### Exercise aim
Reproduce the rows below unchanged, except replace every occurrence of "Mark every instance with a point" with "Place a point on each instance".

### Material provided
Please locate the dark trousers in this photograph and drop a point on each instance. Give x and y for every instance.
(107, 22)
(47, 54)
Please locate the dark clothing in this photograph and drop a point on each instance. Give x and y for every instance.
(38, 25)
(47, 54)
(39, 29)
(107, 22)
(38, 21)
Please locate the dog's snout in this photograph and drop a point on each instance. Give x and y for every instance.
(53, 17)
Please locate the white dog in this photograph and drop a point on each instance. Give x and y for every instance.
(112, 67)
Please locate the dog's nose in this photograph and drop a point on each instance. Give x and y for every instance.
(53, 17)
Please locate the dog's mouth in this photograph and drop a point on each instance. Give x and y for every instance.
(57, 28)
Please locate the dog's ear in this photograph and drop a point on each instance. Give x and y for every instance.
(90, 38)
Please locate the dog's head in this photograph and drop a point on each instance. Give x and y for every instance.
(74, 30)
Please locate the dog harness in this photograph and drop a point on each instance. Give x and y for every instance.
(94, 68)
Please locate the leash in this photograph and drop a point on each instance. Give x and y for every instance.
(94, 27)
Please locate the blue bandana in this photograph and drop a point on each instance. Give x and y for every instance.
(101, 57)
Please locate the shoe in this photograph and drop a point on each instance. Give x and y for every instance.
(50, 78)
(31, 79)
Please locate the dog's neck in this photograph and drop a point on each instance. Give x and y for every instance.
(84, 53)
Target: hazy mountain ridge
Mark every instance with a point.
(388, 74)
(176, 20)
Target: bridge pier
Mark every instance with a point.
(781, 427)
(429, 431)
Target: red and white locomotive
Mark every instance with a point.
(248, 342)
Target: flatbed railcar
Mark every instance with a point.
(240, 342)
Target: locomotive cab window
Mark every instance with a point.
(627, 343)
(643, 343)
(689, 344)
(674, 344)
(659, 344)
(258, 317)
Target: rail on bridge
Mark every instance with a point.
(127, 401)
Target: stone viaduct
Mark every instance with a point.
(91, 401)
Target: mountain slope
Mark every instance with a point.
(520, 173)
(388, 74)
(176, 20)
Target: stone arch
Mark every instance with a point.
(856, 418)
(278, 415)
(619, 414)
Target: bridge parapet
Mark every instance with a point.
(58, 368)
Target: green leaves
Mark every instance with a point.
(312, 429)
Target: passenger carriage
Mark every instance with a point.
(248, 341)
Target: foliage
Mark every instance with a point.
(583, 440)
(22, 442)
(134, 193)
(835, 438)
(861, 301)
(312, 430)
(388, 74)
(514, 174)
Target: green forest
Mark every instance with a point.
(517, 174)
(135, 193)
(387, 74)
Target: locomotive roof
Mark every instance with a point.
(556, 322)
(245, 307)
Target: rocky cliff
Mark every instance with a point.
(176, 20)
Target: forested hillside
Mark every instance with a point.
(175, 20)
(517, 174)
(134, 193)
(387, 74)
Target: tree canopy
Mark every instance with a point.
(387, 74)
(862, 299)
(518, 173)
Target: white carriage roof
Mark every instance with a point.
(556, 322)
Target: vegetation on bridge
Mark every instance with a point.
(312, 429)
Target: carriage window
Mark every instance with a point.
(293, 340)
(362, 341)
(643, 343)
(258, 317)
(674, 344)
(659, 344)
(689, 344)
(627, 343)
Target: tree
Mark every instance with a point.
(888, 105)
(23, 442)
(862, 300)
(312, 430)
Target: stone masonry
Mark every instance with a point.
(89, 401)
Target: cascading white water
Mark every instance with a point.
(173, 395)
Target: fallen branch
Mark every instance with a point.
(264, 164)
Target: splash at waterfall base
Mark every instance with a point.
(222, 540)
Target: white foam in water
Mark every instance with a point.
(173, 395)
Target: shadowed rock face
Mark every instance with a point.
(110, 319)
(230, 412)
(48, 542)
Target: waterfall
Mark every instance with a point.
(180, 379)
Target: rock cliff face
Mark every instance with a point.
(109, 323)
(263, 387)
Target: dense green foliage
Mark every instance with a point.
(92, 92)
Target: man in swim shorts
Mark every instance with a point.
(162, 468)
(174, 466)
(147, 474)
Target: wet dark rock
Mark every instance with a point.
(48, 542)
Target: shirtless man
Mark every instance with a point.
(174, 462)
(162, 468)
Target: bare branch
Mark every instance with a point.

### Answer below
Please locate the dark trousers in this photograph and drop a point on each instance. Give x and y for every instance.
(107, 22)
(47, 54)
Please locate the dark clothing in this photograph and drop a point on each instance. Give x and y for every instance.
(38, 25)
(47, 54)
(39, 29)
(107, 22)
(38, 21)
Please locate the dog's snout in this photograph and drop a point on each instance. Give x and y for every instance.
(53, 17)
Please locate the white dog in this photograph and drop a point on each instance. Give x and y for every instance.
(112, 67)
Please locate the dog's nose in this photograph and drop a point on each instance. Give x and y for every instance.
(53, 17)
Please locate the dog's mouth in this photograph and drop a point on each instance. Give x and y for every instance.
(57, 28)
Please locate the dog's ear in this photograph and drop a point on each instance. Give x and y for every instance.
(90, 38)
Please locate the dog's head in this photograph and drop a point on each instance. Give x and y for every instance.
(74, 30)
Please locate the dog harness in this photograph and drop a point on each instance. Give x and y for every instance.
(94, 68)
Please locate the leash in this photograph and drop a point on each instance. Give x and y for every instance.
(94, 27)
Please locate the blue bandana in this photograph and drop a point on each instance. Give x and y for every instance.
(101, 57)
Please locate the shoe in this photograph and drop a point on each instance. Give x and y for every instance.
(50, 78)
(31, 79)
Please locate the dog's neck in this photograph and drop a point on each instance. Give x and y for every instance.
(84, 53)
Target: hazy mountain ridge
Place a point on each instance.
(388, 74)
(176, 20)
Target: bridge pier
Place a point on each instance.
(781, 427)
(429, 431)
Target: red and white locomotive
Place a point on each instance.
(248, 342)
Target: flatbed railcar
Place a point on each instance.
(240, 342)
Target: locomotive cab window
Place a point on each instance.
(627, 343)
(643, 343)
(689, 344)
(674, 344)
(659, 344)
(258, 317)
Target: rail on bridge
Place a point on each instance.
(127, 401)
Target: stone viaduct
Place a point on each instance.
(91, 401)
Target: mountain slope
Place a point on each instance.
(520, 173)
(388, 74)
(176, 20)
Target: stone arch
Place a point on each instance.
(856, 418)
(278, 415)
(619, 414)
Target: bridge parapet
Place a point on each instance.
(58, 368)
Target: green leaves
Place a point on each instance.
(312, 429)
Target: passenger carriage
Place a point on each instance.
(248, 341)
Target: foliage
Place a point on each instance.
(583, 440)
(22, 442)
(134, 193)
(835, 438)
(861, 301)
(312, 430)
(388, 74)
(514, 174)
Target: green forest
Place a point on each instance.
(517, 174)
(135, 193)
(387, 74)
Target: locomotive roof
Place a point on each instance.
(556, 322)
(245, 307)
Target: rocky cliff
Place a point on each instance.
(176, 20)
Target: forested hillside
Place a point on each instance.
(175, 20)
(517, 174)
(134, 193)
(387, 74)
Target: tree canopy
Place a point on each instance.
(387, 74)
(862, 299)
(518, 173)
Target: white carriage roof
Place a point on each instance.
(556, 322)
Target: vegetation on bridge
Place a point on each instance.
(312, 429)
Target: carriage window
Place a point on each instance.
(293, 340)
(362, 341)
(643, 343)
(258, 317)
(674, 344)
(659, 344)
(689, 344)
(627, 343)
Target: tree
Place a point on each instance.
(888, 105)
(23, 442)
(862, 300)
(312, 430)
Target: stone masonry
Place a point on each instance.
(89, 401)
Target: cascading white water
Place a point on each instance.
(173, 395)
Target: fallen branch
Place a point on each instance.
(264, 164)
Target: splash at waterfall base
Place a point on each instance.
(222, 540)
Target: white foam in water
Place a point on each instance.
(173, 395)
Target: shadowed rock face
Place a point on each instance.
(110, 319)
(230, 412)
(48, 542)
Target: waterfall
Place a point on each instance.
(180, 379)
Target: rock cliff face
Place a point on each instance.
(109, 323)
(263, 387)
Target: dense green foliage
Place a point on each instance.
(92, 92)
Target: man in swim shorts
Place a point on each instance.
(162, 468)
(174, 466)
(147, 474)
Target: wet dark rock
Place a point on each instance.
(48, 542)
Target: shirtless man
Place a point on each instance.
(174, 462)
(162, 468)
Target: bare branch
Place a point on each instance.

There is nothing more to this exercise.